Input data »
:::::
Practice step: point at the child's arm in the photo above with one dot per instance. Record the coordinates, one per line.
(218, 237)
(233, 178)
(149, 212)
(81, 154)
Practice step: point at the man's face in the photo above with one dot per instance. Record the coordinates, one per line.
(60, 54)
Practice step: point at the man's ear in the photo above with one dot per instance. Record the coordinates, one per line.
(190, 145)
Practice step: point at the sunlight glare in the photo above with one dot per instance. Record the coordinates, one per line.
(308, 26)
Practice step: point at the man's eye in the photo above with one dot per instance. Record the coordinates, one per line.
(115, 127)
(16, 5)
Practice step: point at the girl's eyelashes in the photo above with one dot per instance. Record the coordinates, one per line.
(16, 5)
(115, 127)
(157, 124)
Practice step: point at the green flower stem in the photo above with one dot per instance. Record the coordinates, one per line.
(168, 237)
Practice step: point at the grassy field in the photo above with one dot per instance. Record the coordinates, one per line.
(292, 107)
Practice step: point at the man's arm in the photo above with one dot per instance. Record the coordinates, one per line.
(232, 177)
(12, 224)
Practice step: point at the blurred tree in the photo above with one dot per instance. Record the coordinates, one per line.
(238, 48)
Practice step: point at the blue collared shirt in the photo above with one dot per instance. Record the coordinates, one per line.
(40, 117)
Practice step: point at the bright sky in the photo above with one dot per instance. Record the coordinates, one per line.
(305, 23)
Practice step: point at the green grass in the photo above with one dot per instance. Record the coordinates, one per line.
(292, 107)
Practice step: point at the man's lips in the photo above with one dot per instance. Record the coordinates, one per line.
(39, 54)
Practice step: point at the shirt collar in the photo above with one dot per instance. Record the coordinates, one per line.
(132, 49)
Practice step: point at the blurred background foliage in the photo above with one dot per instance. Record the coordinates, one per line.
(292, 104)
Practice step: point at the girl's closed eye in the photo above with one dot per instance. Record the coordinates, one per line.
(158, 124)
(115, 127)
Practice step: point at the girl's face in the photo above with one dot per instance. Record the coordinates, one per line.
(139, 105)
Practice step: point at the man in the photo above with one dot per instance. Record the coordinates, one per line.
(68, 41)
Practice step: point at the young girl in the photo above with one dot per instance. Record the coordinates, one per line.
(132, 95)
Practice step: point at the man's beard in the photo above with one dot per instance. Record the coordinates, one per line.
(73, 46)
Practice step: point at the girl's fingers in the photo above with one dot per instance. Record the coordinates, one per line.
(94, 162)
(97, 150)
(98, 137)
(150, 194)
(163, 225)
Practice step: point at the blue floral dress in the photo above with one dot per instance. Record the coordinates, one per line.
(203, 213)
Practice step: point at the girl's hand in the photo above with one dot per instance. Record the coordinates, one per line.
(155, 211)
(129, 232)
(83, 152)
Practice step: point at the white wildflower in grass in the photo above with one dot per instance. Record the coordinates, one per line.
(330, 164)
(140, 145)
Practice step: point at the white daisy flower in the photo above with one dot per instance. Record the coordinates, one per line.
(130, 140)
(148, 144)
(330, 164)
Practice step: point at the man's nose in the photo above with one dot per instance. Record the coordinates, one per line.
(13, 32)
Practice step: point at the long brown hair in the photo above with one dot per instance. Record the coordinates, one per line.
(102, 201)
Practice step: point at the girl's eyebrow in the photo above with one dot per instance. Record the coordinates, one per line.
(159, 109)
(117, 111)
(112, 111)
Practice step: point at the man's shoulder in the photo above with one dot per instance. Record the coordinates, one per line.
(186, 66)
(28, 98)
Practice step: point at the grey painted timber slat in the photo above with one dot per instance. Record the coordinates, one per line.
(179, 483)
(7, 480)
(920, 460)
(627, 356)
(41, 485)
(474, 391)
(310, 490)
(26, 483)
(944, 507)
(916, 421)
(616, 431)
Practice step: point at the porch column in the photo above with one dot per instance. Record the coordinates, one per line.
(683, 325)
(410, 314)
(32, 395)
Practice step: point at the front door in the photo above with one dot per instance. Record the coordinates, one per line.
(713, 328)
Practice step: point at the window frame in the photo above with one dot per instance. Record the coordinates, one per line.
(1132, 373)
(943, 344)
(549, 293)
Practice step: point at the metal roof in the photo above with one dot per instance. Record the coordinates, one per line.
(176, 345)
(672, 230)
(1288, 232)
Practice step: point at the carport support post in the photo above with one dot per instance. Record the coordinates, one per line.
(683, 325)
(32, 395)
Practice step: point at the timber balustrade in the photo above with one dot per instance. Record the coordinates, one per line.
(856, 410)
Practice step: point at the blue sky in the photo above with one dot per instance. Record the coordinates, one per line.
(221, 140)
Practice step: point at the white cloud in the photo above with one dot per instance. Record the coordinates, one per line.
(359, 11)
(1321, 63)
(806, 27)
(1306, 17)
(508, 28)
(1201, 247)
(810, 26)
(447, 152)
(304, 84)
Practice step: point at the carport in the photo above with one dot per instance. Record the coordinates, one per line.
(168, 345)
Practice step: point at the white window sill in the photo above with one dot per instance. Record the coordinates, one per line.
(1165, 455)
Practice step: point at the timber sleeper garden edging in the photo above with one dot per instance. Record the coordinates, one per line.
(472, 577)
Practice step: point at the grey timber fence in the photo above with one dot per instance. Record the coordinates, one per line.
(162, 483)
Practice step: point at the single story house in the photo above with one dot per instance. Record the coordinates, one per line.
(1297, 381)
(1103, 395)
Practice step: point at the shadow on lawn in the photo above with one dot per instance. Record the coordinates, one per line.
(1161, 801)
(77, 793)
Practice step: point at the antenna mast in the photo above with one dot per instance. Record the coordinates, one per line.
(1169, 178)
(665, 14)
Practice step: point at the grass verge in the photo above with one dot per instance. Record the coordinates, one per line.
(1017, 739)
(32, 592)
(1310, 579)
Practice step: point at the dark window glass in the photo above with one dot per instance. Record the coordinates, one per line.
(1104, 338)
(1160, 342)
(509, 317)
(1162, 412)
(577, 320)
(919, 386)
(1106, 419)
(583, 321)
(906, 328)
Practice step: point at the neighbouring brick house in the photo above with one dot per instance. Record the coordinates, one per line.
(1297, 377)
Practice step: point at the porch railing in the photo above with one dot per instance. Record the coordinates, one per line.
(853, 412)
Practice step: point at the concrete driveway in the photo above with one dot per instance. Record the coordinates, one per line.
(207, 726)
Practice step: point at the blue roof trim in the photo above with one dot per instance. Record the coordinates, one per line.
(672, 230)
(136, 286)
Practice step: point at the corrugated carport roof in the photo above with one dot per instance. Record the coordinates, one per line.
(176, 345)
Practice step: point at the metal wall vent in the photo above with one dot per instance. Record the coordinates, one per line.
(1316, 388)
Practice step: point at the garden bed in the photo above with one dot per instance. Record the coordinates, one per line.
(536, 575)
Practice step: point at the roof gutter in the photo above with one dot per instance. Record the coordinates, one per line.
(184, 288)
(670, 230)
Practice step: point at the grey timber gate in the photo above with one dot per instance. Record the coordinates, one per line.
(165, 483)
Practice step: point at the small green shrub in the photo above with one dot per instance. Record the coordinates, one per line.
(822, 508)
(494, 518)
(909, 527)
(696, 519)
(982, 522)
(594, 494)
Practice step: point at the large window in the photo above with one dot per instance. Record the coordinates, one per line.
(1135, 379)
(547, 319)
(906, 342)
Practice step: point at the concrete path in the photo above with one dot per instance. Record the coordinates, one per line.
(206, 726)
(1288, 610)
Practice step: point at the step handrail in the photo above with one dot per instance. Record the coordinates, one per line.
:::::
Task brief »
Without omission, return all of the records exactly as given.

Response below »
Practice step: point at the child's arm in the photo above with one dot per instance. Record the coordinates, one per line.
(218, 237)
(233, 178)
(149, 212)
(81, 154)
Practice step: point at the man's face in the photo above with one dot per instance. Record the coordinates, one per line.
(60, 54)
Practice step: point at the man's ear in the photo above with one dot per instance. Record the coordinates, one per line.
(190, 145)
Practice step: point at the sunlight glare in the photo above with one dot per instance. Record the coordinates, one per line.
(308, 26)
Practice step: point at the man's eye in the photo above with one dot per instance. Record the coordinates, one per line.
(115, 127)
(16, 5)
Practice step: point at the girl's eyelashes in the photo above with one dot per instance. Record the coordinates, one per line.
(16, 5)
(115, 127)
(157, 124)
Practice step: point at the green flower stem in the photo above with one dot per instance. Record the coordinates, one per line.
(168, 237)
Practice step: point at the grassy field in the photo above with one dot per instance. Record the coordinates, one per line.
(292, 107)
Practice step: point at the man's arm in the photo above with one dot per instance. Record the coordinates, one per line.
(232, 177)
(12, 224)
Practice step: point at the blurred tree in the photo above with one dot per instance. Record the coordinates, one per line.
(238, 48)
Practice step: point at the blue collared shirt in the photo above with one dot per instance. Record the coordinates, one per line.
(40, 117)
Practice step: point at the bright sky in the photo above with one dot per instance. Record the coordinates, one per line.
(305, 23)
Practice step: point at the green grass in the photo above with one dot per instance. Record the coordinates, one per line.
(292, 107)
Practice step: point at the man's lips in the photo above with one dot per instance. Record the coordinates, one per line.
(39, 54)
Practice step: point at the shirt collar in the photo above with one dot per instance. Record the coordinates, one per line.
(132, 49)
Practice step: point at the blurred background foliage in the photo above with one dot per instance. Record the coordinates, one per line.
(292, 104)
Practice step: point at the girl's closed eye in the photo above with one dot per instance. Record the coordinates, one per line.
(158, 124)
(115, 127)
Practice step: point at the girl's face in the photo above with one dot per instance. Record the coordinates, one per line.
(139, 105)
Practice step: point at the man in the photo above with one dot per instance. Record the coordinates, one per line.
(68, 41)
Practice step: point at the young girl in the photo above with one dot per instance. Record the coordinates, one per line.
(132, 95)
Practice step: point at the man's beard in the photo above with one dot per instance. Record the coordinates, one per line.
(73, 46)
Practice step: point at the girl's fingers in the photo above with one dot per instance. Record the coordinates, one per line.
(94, 162)
(97, 150)
(98, 137)
(150, 194)
(163, 225)
Practice step: point at the blue floral dress in the photo above with one dot per instance. Record the coordinates, one per line.
(203, 213)
Practice step: point at the girl's hand in the photo above with one dot per instance. Record the coordinates, one per line.
(155, 211)
(129, 232)
(83, 152)
Practice step: point at the white wildflower in grass in the photo above with one dot per instance. Record the coordinates, one per line.
(330, 164)
(140, 145)
Practice step: point at the white daisy flower in the photo above with one dot per instance. Record the coordinates, one per line.
(130, 140)
(148, 144)
(330, 164)
Practice step: point at the man's nose in the photo above with one dot per instance. Record the coordinates, one per line.
(13, 32)
Practice step: point at the long brown hair in the photo above with one dot per instance. Record the coordinates, one per line.
(102, 201)
Practice step: point at the girl's eyebrow in the photo above with one dot per instance. Record the coordinates, one per line.
(159, 109)
(117, 111)
(112, 111)
Practice step: point at the man's shoulder in the photo above with one dot per instance. Record the coordinates, one per line.
(186, 66)
(28, 98)
Practice step: point at the grey painted timber slat in the photo above with one dot per instance. Record the coordinates, one per line.
(179, 483)
(7, 480)
(920, 460)
(627, 356)
(41, 485)
(474, 391)
(310, 490)
(26, 483)
(944, 507)
(916, 421)
(616, 431)
Practice step: point at the porch column in the photo above with one dot per instance. Record the coordinates, one per line.
(683, 325)
(410, 314)
(32, 395)
Practice step: point at the front door in the photo above with one dot per instance. Record the coordinates, one per line.
(713, 328)
Practice step: point at the window frame in the photo above with one dot per instance. Record the coordinates, one per line.
(1132, 373)
(943, 344)
(549, 293)
Practice step: point at the metal roof in the photo above with one dot per instance. Record the coordinates, one per line.
(176, 345)
(672, 230)
(1288, 232)
Practice step: point at the carport support post in the photo above with one dot per instance. Record the coordinates, one per line.
(683, 325)
(32, 395)
Practice step: point at the timber balustrade in the photo above with one dot per instance. Record the coordinates, one per line.
(856, 410)
Practice step: point at the blue sky in the photo above with one dot per instance. Record the coordinates, one per line.
(221, 140)
Practice step: point at the white cloud in the photo above with one dot per instance. Record the coordinates, one per line.
(359, 11)
(1321, 63)
(806, 27)
(1306, 17)
(508, 28)
(1201, 247)
(810, 26)
(447, 152)
(304, 84)
Practice step: point at the carport in the photo above with one dot per instance. Record the coordinates, one per line.
(168, 345)
Practice step: point at the white window sill in the photo above with one dot per instance. Record the coordinates, one per line.
(1165, 455)
Practice step: point at the timber sleeper garden edging in the photo above with one dot per instance. Record the coordinates, one per line.
(472, 577)
Practice step: point at the grey timber fence in the photo above with one dot per instance. Record the coordinates, one per line.
(162, 483)
Practice step: point at the single story house in the photo above with one dot per instance. Record the coordinates, one per line.
(1297, 381)
(1103, 395)
Practice step: point at the shadow on lawn in the photo above with one dot per instance. Record the coordinates, one per line.
(1161, 801)
(77, 793)
Practice step: point at the antenna mast in the photo above with one dot per instance. Record the coordinates, one per line.
(1169, 178)
(665, 14)
Practice step: point at the grass verge in the photo above with one dot per instance. Record the coordinates, one per line.
(1017, 739)
(32, 592)
(1310, 579)
Practice step: point at the dark window glass in the photo above with one dot per instance. Record the coordinates, one per line.
(1104, 338)
(1160, 342)
(509, 317)
(1162, 412)
(577, 320)
(919, 386)
(1106, 419)
(583, 321)
(906, 328)
Practice step: point at the neighbouring brick house in the photo above with one dot per instance. Record the coordinates, one per line.
(1297, 377)
Practice step: point at the porch railing in the photo above with one dot per instance. Record the coordinates, one per line.
(853, 412)
Practice step: point at the concrete driveway in the photo above with one dot per instance. Record the coordinates, one per line.
(207, 726)
Practice step: point at the blue roof trim in the photo above with one dot per instance. Record the coordinates, one per line.
(672, 230)
(136, 286)
Practice step: point at the corrugated carport roof in the photo above with one dot per instance. Record the coordinates, one per line.
(176, 345)
Practice step: point at the metal wall vent in the photo above with one dot per instance. Record the coordinates, one per line.
(1316, 388)
Practice step: point at the garden bed in the photo above with one dot per instance. Record the coordinates, one per line.
(536, 575)
Practice step: point at the roof gutter in the photo above with one dot per instance. Record the coordinates, one per line.
(184, 288)
(670, 230)
Practice step: point at the grey timber gate in the photo above with one dot per instance. Record the coordinates, one per line.
(165, 483)
Practice step: point at the small green shrub in the photo above with one dot per instance. Record the coordinates, one per line.
(822, 508)
(494, 518)
(909, 527)
(696, 519)
(982, 522)
(594, 494)
Practice step: point at the large window in the photo above with one dot per instance. Record the coordinates, one per line.
(1135, 379)
(547, 319)
(906, 342)
Practice step: point at the concrete path in the photo above with one dot per instance. Record the coordinates, one per line.
(206, 726)
(1288, 610)
Practice step: point at the step handrail in the photo above with one dot per instance. Record the coordinates, one per line.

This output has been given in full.